### EXCERPT TO READ
START
Geodata¶
Tip
Use QGIS to display geospatial data and to create maps in PDF or image formats (e.g., tif, png, jpg).
Geodata sources¶
Geospatial data can be retrieved for various purposes from different sources. Here are some of them:
Geographical, atlas map-like data are provided by naturalearthdata.com (e.g., with their 227-mb Natural Earth quick start kit).
Satellite imagery is available at
eesa’s copernicus open access hub (Sentinel-2)
planet.com (commercial)
LiDAR data can be found at opentopography.org.
Climatological data are provided by NASA Earth Observation.
Meteorological (e.g., temperature or precipitation) and real-time satellite data are available at wunderground.com and its wundermap.
Data on land use (including canopy cover), socioeconomic characteristics, and global change are available at the FAo GeoNetwork or the archived ISCGM Global Map portal (go to their github archive).
END
### EXERCISE OBJECTIVE
Please continue the text on geodata sources, picking up after its final sentence. You won't need the records.

[Excerpts from a point labeling dataset]
START
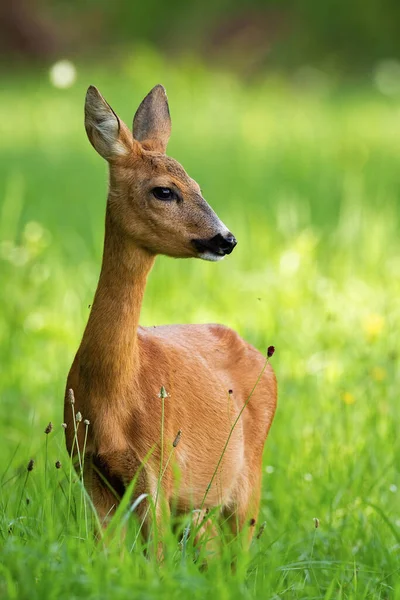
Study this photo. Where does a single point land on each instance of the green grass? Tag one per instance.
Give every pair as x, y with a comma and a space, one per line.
309, 184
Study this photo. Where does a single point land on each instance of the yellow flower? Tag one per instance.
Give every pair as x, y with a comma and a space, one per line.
378, 373
348, 398
373, 325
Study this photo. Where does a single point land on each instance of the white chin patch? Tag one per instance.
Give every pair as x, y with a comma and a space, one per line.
211, 256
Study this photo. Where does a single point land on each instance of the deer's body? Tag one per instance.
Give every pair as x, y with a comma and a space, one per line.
208, 371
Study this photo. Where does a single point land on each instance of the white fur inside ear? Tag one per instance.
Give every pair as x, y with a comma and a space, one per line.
107, 126
103, 128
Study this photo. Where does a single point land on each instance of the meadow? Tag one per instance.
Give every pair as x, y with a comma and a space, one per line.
308, 179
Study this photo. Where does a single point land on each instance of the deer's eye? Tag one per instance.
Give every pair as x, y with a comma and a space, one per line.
163, 194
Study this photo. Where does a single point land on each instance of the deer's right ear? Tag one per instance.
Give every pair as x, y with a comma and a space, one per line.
105, 131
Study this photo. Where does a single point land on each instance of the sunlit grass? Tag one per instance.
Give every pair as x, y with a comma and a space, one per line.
310, 185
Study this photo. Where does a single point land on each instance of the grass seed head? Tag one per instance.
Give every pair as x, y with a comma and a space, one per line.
49, 428
177, 439
163, 393
71, 396
261, 530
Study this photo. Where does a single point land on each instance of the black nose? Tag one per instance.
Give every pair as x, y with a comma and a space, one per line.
218, 244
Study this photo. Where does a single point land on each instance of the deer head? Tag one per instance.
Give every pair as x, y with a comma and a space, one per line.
152, 200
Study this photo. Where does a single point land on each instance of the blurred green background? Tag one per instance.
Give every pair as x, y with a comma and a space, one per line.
288, 115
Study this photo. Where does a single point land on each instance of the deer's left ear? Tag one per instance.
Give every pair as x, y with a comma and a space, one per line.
152, 121
106, 132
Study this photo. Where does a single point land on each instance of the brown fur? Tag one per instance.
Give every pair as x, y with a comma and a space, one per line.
207, 370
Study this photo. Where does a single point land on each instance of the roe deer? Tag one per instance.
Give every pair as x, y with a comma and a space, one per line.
208, 371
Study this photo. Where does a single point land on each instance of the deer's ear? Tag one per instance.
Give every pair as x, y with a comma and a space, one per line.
152, 121
105, 131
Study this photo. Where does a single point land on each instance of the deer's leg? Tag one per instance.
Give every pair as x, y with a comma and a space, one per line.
104, 492
243, 514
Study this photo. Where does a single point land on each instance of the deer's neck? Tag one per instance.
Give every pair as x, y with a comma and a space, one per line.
109, 350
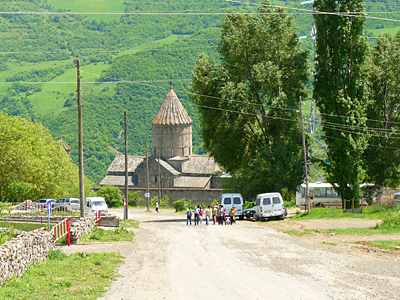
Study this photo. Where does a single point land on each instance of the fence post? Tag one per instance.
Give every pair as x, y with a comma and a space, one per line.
68, 234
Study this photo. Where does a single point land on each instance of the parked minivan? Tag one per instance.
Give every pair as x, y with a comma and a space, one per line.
269, 205
96, 204
64, 202
230, 200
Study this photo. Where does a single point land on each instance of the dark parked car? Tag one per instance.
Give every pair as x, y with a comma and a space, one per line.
249, 213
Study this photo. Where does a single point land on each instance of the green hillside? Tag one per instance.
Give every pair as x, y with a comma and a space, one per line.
150, 49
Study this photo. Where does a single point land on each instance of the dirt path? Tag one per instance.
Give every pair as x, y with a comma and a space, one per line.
248, 260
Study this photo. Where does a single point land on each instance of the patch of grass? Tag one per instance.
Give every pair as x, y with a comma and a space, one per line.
329, 243
373, 212
130, 223
102, 235
392, 245
110, 6
294, 232
75, 277
23, 226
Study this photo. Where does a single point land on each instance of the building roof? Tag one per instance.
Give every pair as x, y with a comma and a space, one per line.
200, 164
191, 182
116, 180
171, 112
118, 164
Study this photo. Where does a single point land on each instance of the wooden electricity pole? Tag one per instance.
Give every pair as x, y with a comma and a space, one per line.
126, 166
80, 140
147, 172
307, 198
159, 178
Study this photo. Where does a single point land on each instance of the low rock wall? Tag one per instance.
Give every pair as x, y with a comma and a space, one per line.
24, 249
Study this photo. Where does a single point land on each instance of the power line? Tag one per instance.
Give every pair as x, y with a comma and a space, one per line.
101, 51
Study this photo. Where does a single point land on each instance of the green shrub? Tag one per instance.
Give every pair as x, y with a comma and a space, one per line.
391, 221
56, 255
112, 195
250, 205
182, 204
134, 198
163, 203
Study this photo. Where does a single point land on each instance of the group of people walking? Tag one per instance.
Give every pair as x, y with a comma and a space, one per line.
216, 213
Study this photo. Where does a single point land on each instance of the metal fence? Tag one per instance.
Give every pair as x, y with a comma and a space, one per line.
29, 208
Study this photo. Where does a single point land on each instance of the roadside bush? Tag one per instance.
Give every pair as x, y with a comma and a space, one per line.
251, 205
112, 195
164, 202
291, 203
392, 221
182, 204
134, 198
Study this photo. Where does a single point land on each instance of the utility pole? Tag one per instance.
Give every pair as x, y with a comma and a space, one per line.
159, 177
147, 172
305, 156
126, 166
80, 140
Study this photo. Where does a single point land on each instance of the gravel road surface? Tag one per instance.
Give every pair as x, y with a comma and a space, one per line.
247, 260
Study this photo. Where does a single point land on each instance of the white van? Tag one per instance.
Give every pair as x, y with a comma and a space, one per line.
96, 204
230, 200
269, 205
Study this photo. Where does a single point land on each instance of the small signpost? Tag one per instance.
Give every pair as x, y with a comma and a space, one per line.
48, 205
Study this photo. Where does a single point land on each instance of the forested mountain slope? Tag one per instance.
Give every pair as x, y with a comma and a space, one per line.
147, 51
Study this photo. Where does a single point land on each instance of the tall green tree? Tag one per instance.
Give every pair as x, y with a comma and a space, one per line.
248, 102
383, 69
339, 91
32, 164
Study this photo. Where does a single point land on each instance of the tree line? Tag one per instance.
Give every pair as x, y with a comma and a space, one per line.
249, 100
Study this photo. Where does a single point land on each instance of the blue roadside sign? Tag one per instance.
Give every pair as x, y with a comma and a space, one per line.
48, 204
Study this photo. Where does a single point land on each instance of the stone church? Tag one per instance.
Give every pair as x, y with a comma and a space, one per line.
174, 171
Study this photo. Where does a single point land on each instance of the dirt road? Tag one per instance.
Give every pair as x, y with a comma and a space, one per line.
247, 260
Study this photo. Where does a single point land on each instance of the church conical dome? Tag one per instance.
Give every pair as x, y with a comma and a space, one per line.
171, 112
172, 129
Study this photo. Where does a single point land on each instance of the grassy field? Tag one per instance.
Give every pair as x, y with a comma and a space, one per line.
53, 94
23, 226
392, 245
373, 212
101, 235
75, 277
93, 6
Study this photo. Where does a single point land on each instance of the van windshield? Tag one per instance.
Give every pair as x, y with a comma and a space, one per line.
99, 202
236, 200
266, 201
276, 200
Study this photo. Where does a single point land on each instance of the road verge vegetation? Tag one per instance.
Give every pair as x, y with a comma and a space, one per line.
78, 276
101, 235
374, 212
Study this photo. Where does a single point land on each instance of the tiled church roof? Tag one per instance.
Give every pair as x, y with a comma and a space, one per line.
171, 112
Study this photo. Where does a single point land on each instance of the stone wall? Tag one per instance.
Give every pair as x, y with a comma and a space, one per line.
24, 249
174, 194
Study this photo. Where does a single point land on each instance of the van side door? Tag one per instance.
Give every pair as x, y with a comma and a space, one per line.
266, 207
227, 204
277, 205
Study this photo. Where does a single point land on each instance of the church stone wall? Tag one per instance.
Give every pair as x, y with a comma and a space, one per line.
196, 195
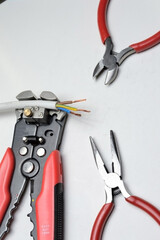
END
### OUTPUT BELOW
Visualization¶
GIS software is needed to display geospatial data and many tools exist. This website primarily provides examples using QGIS. Since the use of GIS software, especially QGIS, is necessary in several places on the website, explanations on how to install QGIS are already included on the Get Started > Geospatial software page.
Tip
The BASEMENT pre-processing page features the basics of geospatial data handling with QGIS. Therefore, this introduction to numerical modeling is also a good introduction to QGIS.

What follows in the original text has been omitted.